INSTRUCTIONS TO FOLLOW:
Write out the lines below word for word.

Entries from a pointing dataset
------------------------------

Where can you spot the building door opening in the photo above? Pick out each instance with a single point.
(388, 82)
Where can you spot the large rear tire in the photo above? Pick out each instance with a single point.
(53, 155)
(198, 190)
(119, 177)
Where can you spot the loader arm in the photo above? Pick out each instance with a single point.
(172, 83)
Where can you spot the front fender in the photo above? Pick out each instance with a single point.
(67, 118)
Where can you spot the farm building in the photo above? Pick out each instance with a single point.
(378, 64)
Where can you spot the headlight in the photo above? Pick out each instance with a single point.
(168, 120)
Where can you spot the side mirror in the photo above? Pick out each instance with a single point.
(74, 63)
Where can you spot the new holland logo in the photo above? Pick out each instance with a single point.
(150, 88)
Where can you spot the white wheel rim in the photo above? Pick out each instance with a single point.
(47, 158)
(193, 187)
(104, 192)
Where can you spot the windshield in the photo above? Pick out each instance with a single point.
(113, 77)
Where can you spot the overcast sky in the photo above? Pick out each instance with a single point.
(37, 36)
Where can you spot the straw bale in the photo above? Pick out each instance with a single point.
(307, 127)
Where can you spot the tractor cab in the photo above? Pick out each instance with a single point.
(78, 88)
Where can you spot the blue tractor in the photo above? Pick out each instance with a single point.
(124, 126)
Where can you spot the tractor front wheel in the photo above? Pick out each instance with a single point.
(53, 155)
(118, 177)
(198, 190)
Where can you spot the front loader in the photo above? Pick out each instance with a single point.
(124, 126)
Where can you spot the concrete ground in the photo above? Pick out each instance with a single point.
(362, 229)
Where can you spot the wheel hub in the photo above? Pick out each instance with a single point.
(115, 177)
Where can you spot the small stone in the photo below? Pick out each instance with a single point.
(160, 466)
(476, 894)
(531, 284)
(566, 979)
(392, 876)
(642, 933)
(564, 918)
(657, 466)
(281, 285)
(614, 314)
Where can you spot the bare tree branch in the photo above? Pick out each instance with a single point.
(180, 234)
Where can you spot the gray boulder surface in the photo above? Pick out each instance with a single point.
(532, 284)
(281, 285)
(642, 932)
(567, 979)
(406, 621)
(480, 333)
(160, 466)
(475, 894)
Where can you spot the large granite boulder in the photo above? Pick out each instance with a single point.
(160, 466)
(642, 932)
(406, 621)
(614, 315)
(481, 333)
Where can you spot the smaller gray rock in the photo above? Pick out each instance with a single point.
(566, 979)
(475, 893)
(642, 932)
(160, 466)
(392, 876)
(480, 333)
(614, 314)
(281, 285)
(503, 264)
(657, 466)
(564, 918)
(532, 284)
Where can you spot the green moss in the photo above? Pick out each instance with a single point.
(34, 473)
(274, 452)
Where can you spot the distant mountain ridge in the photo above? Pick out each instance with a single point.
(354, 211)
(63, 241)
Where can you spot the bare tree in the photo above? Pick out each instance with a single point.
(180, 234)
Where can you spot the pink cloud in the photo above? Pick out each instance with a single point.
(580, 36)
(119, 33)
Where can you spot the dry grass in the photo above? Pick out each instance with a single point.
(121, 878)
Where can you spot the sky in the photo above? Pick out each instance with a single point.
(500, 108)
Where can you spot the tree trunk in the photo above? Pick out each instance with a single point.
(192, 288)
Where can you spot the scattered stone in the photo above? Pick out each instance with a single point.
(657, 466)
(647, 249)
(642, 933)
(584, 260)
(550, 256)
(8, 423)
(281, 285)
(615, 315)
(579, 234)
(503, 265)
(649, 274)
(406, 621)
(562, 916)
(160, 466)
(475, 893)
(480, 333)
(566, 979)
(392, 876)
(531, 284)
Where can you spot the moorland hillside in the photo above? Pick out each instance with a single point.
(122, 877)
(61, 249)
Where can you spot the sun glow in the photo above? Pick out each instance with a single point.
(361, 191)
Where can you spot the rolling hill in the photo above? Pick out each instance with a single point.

------------------------------

EXPECTED ANSWER:
Where can you spot the building door opening in the photo above? Pick out each instance with a single point.
(388, 82)
Where can you spot the large rear tire in the photo above? Pick out each instance with a single point.
(53, 155)
(198, 190)
(119, 177)
Where can you spot the loader arm in the photo above? Pick out each instance with a single point.
(172, 83)
Where can you spot the front fender in the photo above? Pick out each instance with a single point.
(67, 118)
Where can you spot the farm building in the photo above? Pick out each instance with a single point.
(378, 64)
Where can you spot the headlight in the photo above? Pick out each instance with a single point.
(168, 120)
Where can you spot the side mirror in the photo above? Pick out each instance with a single point.
(74, 63)
Where can you spot the new holland logo in the photo above? Pick out each instance with a single point.
(150, 88)
Where can you spot the white wheel rim in the photo above? Pick out each instance with a single point.
(47, 158)
(193, 187)
(104, 192)
Where can you spot the windshield in the photo above? Pick out each instance with a single point.
(113, 77)
Where can you spot the overcast sky in the photo above? Pick out each instance with a single point.
(37, 36)
Where can you spot the straw bale in the photo above? Pick out each instance with a single point.
(307, 127)
Where can you spot the tractor cab in the photo above? Pick out each instance with a single point.
(78, 88)
Where can you spot the blue tractor in the photo above? Pick out each instance with a single point.
(124, 126)
Where can you spot the tractor front wheel in the photo above? Pick out each instance with a single point.
(53, 155)
(118, 177)
(198, 190)
Where can you spot the front loader in the photo above? Pick out each instance with a single point.
(124, 126)
Where can you spot the concrete ground in the photo above? Pick out each instance with a single point.
(362, 229)
Where can you spot the wheel hub in the photo above? Pick out each instance with a single point.
(115, 177)
Where can you spot the small stone in the photo below? Pick out each instance with a single point.
(160, 466)
(476, 894)
(531, 284)
(566, 979)
(392, 876)
(642, 933)
(564, 918)
(657, 466)
(281, 285)
(614, 314)
Where can you spot the bare tree branch in the photo above? Pick out each instance with a single point.
(180, 234)
Where can you spot the gray boulder surface in the photo above? Pick out each instance with a single point.
(532, 284)
(281, 285)
(642, 932)
(567, 979)
(406, 621)
(480, 333)
(160, 466)
(475, 894)
Where can you spot the large granite boulder in the photo above? Pick out each instance with a single point.
(160, 466)
(642, 932)
(406, 621)
(614, 315)
(481, 333)
Where can you spot the smaller gray rock in the photo above? Pick out each instance with a single point.
(566, 979)
(475, 893)
(642, 932)
(160, 466)
(392, 876)
(480, 333)
(614, 314)
(281, 285)
(503, 264)
(657, 466)
(564, 918)
(532, 284)
Where can you spot the green moss in the photo above? Pick out each instance with a single point.
(34, 473)
(274, 452)
Where can you spot the distant mountain ridge in the photo above? Pick out each instance with a single point.
(354, 211)
(63, 241)
Where can you spot the bare tree in the photo above? Pick out each instance with a single point.
(180, 234)
Where can you spot the pink cloud in the photo above? Pick out each instance with a single point.
(580, 36)
(119, 33)
Where can you spot the dry grass in the photo above? Pick out each instance with a single point.
(121, 878)
Where can you spot the sky in the photo above? Pick out each instance with a single point.
(500, 108)
Where can you spot the tree trunk in the photo above? Pick out each instance with a single point.
(192, 288)
Where can you spot the scattered stone in the photo above? Pick out each instance with a single point.
(657, 466)
(647, 249)
(642, 933)
(584, 260)
(550, 256)
(8, 423)
(281, 285)
(615, 315)
(579, 234)
(503, 265)
(649, 274)
(406, 621)
(562, 916)
(160, 466)
(475, 893)
(480, 333)
(566, 979)
(392, 876)
(531, 284)
Where can you spot the moorland hillside in the photo above? Pick out each instance with a single point.
(122, 877)
(61, 249)
Where can you spot the sun glow in the photo above? Pick out each instance with a single point.
(361, 191)
Where can you spot the rolling hill in the photo above? Pick out each instance with a single point.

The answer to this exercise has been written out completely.